■ **Task brief**:
Your response should be the complete data, transcribed exactly.

Data extracted from a collection:
== == ==

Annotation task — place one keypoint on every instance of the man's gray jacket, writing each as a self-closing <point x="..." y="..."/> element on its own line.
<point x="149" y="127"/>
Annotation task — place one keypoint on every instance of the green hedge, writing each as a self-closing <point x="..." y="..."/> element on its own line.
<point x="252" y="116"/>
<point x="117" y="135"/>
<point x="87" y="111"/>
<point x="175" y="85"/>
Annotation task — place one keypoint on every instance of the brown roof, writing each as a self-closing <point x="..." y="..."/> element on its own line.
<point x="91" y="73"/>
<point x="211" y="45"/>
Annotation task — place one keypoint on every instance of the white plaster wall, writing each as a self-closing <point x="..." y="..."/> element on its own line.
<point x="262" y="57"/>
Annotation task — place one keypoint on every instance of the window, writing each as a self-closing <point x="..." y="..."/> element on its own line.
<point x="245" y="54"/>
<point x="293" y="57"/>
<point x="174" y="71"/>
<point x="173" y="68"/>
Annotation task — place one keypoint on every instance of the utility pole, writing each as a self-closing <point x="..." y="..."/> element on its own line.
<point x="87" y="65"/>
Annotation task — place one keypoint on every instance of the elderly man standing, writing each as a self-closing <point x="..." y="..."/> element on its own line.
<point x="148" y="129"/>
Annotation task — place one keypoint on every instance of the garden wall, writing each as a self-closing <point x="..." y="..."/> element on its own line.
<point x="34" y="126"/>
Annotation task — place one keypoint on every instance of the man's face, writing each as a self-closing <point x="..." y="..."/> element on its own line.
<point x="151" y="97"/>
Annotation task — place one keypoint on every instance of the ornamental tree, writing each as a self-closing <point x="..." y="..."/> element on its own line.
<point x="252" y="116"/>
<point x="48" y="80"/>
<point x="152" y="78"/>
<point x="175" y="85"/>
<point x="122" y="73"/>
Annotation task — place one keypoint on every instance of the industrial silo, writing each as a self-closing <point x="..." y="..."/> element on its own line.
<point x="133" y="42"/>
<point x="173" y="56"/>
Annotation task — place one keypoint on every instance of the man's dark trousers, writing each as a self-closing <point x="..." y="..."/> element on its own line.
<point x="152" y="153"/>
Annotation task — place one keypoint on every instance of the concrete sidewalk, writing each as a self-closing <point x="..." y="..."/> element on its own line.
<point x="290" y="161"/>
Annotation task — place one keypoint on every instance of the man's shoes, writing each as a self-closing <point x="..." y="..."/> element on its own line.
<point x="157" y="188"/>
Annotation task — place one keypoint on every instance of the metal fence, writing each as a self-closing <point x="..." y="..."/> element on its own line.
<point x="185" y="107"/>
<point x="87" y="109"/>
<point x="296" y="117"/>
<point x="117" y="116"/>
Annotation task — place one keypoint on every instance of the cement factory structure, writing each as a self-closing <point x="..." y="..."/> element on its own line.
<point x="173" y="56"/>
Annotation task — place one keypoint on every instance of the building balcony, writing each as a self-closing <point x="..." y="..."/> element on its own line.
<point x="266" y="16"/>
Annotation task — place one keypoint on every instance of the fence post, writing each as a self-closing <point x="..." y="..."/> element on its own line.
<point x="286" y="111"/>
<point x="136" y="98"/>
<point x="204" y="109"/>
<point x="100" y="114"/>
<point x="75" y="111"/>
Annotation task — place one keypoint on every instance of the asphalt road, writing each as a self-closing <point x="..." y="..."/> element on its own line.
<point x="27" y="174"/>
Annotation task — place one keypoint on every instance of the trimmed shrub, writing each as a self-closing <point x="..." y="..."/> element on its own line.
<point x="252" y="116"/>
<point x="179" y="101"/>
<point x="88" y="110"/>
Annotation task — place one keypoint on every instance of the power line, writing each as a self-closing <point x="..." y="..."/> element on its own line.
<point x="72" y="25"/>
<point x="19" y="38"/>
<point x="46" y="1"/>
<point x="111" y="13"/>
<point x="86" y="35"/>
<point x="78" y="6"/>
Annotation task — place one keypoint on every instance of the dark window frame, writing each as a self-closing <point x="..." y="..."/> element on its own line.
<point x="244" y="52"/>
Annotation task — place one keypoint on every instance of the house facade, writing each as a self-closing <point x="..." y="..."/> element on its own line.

== == ==

■ **Solution to this problem**:
Annotation task — place one keypoint on every instance of the man's gray jacket, writing each as a self-closing <point x="..." y="..."/> element on its own line.
<point x="149" y="127"/>
Annotation task — place one keypoint on every instance of the green hedge, writing each as a self-closing <point x="..." y="..."/> element on its own line.
<point x="252" y="116"/>
<point x="117" y="135"/>
<point x="87" y="111"/>
<point x="175" y="85"/>
Annotation task — place one keypoint on every instance of the brown roof, writing each as a self-closing <point x="..." y="..."/> element on its own line.
<point x="91" y="73"/>
<point x="211" y="45"/>
Annotation task — place one keypoint on every instance of the white plaster wall, writing each as a self-closing <point x="..." y="..."/> element on its own line.
<point x="262" y="57"/>
Annotation task — place one keypoint on every instance of the window, writing each as a self-closing <point x="..." y="..."/> element on its own line.
<point x="245" y="54"/>
<point x="293" y="57"/>
<point x="174" y="71"/>
<point x="173" y="68"/>
Annotation task — place one keypoint on every instance of the utility pole, writing each as a self-closing <point x="..." y="..."/> element on its own line.
<point x="87" y="65"/>
Annotation task — place one keypoint on every instance of the elderly man standing, writing each as a self-closing <point x="..." y="..."/> element on its own line.
<point x="148" y="129"/>
Annotation task — place one keypoint on every instance of the garden wall, writing each as a self-closing <point x="..." y="..."/> element on its own line.
<point x="34" y="126"/>
Annotation task — place one keypoint on every instance of the man's face, writing each as a self-closing <point x="..." y="..."/> element on its own line.
<point x="151" y="97"/>
Annotation task — place one keypoint on every instance of the ornamental tree, writing each as a self-closing <point x="..." y="..."/> element on its own line.
<point x="252" y="116"/>
<point x="48" y="80"/>
<point x="152" y="78"/>
<point x="175" y="85"/>
<point x="122" y="73"/>
Annotation task — place one keypoint on every instance of the industrial silo, writing each as a self-closing <point x="..." y="..."/> element on its own line.
<point x="133" y="42"/>
<point x="173" y="56"/>
Annotation task — place one keypoint on every instance of the man's dark trousers, writing each as a self-closing <point x="..." y="..."/> element on its own line.
<point x="152" y="153"/>
Annotation task — place one keypoint on every instance of the concrete sidewalk, writing each as a self-closing <point x="..." y="..."/> element on its own line.
<point x="290" y="161"/>
Annotation task — place one keypoint on every instance of the man's shoes, writing each as a self-closing <point x="..." y="..."/> element on its own line.
<point x="157" y="188"/>
Annotation task — place one keypoint on every instance of the metal fence, writing each as a self-closing <point x="..." y="..."/> element on its own line.
<point x="185" y="107"/>
<point x="87" y="109"/>
<point x="296" y="117"/>
<point x="117" y="116"/>
Annotation task — place one keypoint on every instance of the cement factory structure, writing each as a self-closing <point x="..." y="..."/> element on its own line.
<point x="173" y="56"/>
Annotation task — place one keypoint on every instance of the building balcony, writing each as a self-closing <point x="..." y="..."/> element on its own line.
<point x="266" y="16"/>
Annotation task — place one keypoint on every instance of the fence post, writing each as a self-closing <point x="..." y="..."/> element on its own line.
<point x="286" y="111"/>
<point x="136" y="98"/>
<point x="204" y="109"/>
<point x="100" y="114"/>
<point x="75" y="111"/>
Annotation task — place one keypoint on every instance of the asphalt road, writing each as a self-closing <point x="..." y="..."/> element on its own line.
<point x="27" y="174"/>
Annotation task — place one keypoint on every instance of the trimmed shrub, writing each as a self-closing <point x="..." y="..."/> element on its own line.
<point x="252" y="116"/>
<point x="179" y="101"/>
<point x="88" y="110"/>
Annotation task — place one keypoint on every instance of the power line, writing each as a self-closing <point x="..." y="..."/> element on its own line.
<point x="72" y="25"/>
<point x="19" y="38"/>
<point x="46" y="1"/>
<point x="111" y="13"/>
<point x="86" y="35"/>
<point x="78" y="6"/>
Annotation task — place one keypoint on every instance of the dark window frame, writing each as a self-closing <point x="..." y="..."/> element on its own line.
<point x="244" y="52"/>
Annotation task — place one keypoint on every instance of the house facade, writing each as a self-closing <point x="..." y="..."/> element on its own line.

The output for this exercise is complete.